───── Provided material

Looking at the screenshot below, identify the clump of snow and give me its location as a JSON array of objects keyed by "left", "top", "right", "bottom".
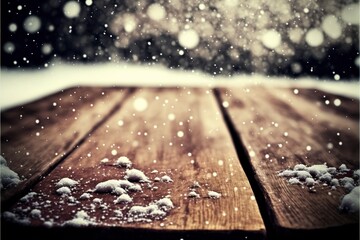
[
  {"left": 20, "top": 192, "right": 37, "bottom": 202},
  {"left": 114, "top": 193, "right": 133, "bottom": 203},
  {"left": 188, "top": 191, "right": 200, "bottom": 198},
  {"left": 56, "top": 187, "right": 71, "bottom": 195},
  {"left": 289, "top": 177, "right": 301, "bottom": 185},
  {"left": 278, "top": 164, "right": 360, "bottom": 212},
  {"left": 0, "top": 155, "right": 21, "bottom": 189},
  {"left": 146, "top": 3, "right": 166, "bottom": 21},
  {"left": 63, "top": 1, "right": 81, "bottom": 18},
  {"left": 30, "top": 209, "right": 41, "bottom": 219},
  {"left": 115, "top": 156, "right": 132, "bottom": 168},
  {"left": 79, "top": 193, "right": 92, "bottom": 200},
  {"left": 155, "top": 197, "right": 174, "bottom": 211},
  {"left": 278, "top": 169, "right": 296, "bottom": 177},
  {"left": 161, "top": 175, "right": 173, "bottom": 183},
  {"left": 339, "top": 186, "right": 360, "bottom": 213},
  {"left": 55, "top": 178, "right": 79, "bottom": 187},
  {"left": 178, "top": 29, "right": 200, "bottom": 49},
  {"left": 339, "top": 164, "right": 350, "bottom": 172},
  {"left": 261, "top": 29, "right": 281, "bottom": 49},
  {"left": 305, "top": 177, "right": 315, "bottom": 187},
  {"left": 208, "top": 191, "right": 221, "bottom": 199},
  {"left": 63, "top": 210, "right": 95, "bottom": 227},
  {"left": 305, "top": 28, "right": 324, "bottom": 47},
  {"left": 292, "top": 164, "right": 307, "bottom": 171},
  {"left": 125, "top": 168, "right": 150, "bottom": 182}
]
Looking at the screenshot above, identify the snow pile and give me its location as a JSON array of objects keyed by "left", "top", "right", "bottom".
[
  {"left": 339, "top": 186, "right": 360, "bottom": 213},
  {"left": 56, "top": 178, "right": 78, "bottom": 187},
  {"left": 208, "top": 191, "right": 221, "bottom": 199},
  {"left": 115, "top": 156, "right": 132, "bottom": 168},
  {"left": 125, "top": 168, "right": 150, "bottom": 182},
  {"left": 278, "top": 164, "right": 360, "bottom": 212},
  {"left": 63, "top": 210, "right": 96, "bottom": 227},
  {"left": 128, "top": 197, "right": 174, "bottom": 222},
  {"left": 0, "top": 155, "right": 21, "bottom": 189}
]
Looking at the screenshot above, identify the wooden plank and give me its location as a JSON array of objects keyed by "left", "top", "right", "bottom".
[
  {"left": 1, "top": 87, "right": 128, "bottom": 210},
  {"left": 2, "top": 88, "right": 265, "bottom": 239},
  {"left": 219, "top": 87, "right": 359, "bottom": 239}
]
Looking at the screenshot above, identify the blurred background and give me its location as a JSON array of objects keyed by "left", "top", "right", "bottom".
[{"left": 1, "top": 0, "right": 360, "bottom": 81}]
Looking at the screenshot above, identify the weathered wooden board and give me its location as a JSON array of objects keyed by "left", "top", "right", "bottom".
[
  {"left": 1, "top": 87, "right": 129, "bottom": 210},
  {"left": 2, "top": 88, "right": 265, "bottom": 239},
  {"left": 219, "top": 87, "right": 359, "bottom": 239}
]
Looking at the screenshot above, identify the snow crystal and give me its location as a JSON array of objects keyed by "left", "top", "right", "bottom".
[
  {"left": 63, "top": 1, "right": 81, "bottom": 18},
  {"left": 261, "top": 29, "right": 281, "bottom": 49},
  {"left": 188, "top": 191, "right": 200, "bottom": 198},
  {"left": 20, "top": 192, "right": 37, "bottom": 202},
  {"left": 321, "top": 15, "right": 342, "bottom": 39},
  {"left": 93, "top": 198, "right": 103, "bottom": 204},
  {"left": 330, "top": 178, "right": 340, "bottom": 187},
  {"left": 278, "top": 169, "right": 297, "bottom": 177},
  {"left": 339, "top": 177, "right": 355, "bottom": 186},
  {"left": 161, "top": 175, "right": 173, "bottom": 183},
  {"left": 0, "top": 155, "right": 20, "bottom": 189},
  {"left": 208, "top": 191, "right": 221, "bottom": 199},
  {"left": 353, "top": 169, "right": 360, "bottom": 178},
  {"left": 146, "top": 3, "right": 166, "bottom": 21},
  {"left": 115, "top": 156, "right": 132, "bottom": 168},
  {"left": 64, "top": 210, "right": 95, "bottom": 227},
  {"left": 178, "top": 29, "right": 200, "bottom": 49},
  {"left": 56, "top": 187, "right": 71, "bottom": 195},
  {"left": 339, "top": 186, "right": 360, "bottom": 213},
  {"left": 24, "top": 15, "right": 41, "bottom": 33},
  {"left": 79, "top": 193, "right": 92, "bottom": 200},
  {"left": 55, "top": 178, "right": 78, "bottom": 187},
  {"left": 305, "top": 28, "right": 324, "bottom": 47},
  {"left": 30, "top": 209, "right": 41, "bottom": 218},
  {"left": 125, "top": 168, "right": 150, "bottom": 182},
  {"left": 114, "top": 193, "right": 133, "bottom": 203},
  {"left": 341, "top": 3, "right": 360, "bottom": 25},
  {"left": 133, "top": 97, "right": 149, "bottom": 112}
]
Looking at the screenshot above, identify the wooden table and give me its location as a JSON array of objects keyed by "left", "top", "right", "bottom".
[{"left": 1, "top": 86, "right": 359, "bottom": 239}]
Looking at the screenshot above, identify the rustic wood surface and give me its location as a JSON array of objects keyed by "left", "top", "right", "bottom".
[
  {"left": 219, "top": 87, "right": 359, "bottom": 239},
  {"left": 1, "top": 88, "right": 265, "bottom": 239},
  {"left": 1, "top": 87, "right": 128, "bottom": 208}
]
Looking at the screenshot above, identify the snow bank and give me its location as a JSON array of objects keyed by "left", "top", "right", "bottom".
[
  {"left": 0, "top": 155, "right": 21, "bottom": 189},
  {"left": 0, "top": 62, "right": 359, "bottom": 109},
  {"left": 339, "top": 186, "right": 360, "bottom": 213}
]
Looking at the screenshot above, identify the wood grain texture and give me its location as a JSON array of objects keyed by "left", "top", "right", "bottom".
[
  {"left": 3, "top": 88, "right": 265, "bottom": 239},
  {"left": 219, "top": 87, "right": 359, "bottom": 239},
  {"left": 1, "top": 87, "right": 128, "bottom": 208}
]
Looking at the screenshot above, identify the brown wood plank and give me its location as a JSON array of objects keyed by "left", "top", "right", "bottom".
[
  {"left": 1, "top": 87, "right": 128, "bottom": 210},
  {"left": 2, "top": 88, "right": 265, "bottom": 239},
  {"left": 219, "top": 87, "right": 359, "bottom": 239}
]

──────────
───── Provided material

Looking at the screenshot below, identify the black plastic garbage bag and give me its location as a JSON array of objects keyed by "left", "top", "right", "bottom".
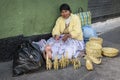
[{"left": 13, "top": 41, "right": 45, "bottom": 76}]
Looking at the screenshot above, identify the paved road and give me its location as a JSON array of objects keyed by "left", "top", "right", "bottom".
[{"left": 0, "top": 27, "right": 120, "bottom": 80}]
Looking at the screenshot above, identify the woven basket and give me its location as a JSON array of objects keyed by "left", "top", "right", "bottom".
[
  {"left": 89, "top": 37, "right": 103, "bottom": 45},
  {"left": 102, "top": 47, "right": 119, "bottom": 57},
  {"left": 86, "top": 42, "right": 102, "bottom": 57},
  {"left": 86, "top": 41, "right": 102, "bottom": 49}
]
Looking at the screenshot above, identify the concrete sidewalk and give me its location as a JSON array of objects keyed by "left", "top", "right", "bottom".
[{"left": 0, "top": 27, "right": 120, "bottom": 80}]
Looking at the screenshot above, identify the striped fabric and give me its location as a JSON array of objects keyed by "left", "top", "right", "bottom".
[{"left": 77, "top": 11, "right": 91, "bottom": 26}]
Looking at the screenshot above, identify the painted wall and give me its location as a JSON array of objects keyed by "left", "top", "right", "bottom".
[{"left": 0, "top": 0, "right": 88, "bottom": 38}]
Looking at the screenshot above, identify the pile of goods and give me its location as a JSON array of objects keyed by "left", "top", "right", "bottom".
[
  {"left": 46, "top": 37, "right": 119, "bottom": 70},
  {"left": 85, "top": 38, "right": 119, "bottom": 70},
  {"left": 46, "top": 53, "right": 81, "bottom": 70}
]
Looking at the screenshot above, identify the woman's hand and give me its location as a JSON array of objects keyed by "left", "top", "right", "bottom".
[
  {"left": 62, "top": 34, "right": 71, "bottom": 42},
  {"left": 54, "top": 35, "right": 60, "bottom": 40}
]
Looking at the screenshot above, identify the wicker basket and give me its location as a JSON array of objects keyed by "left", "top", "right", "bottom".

──────────

• **Exercise goal**
Please report each line of the listing above that contains the word "basket", reproducing those lines in full.

• **Correct result**
Looking at the screenshot above, identify the woven basket and give me its location as a JSON array of objects keyed by "left", "top", "right", "bottom".
Looking at the screenshot above, identify the wicker basket and give me its location as a JSON array of objects keyed by "left", "top", "right", "bottom".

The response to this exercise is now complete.